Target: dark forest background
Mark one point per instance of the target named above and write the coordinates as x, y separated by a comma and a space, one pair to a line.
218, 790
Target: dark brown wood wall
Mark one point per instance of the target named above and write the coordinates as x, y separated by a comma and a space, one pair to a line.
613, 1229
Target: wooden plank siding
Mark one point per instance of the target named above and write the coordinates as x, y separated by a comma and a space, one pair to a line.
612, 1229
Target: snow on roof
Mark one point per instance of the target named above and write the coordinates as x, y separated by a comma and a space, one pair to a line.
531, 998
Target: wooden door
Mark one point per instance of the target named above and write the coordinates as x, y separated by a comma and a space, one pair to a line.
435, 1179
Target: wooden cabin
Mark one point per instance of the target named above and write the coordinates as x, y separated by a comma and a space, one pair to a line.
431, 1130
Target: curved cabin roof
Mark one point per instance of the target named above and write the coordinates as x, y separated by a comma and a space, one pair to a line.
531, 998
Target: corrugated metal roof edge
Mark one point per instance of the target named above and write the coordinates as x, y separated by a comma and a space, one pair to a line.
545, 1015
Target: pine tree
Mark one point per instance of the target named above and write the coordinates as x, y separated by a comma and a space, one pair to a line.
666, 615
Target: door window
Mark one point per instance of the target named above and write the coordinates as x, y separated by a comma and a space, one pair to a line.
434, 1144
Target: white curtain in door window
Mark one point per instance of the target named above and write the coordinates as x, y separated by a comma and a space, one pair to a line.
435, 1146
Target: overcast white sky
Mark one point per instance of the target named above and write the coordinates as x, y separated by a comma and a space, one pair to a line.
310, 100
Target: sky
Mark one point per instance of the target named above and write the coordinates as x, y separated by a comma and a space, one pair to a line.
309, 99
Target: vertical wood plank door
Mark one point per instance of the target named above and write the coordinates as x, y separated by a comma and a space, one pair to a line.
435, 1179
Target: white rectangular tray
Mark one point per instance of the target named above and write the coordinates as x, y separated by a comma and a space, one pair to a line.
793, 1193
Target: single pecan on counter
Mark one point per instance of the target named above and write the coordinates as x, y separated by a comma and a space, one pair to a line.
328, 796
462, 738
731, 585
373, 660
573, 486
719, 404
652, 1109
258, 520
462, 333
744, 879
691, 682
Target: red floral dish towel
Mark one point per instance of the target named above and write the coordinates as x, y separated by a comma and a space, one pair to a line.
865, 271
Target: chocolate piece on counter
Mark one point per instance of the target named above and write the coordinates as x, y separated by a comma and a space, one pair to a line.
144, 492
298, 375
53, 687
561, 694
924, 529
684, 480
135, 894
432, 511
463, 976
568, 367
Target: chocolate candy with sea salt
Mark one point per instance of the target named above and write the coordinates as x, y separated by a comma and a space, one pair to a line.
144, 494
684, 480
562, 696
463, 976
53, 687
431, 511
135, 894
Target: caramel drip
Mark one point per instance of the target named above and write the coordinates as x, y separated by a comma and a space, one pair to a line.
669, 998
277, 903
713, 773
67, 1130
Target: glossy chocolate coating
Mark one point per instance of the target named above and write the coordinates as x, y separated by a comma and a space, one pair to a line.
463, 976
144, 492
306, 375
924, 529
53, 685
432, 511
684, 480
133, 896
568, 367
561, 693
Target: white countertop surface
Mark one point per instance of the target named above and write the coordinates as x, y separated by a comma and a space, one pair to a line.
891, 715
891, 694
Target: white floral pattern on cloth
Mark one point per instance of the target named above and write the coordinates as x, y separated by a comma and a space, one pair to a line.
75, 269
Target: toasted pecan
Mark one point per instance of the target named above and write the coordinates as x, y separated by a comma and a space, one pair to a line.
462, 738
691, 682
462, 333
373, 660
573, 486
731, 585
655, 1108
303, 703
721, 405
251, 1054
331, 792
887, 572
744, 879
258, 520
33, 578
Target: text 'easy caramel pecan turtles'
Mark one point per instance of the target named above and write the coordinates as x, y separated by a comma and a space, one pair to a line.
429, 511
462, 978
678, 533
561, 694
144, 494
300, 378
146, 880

==========

AIM OF THE EXERCISE -
Please copy out every line of the preceding listing that carries "door".

EXERCISE RESULT -
Target: wooden door
Target: door window
Target: white curtain in door window
Target: vertical wood plank door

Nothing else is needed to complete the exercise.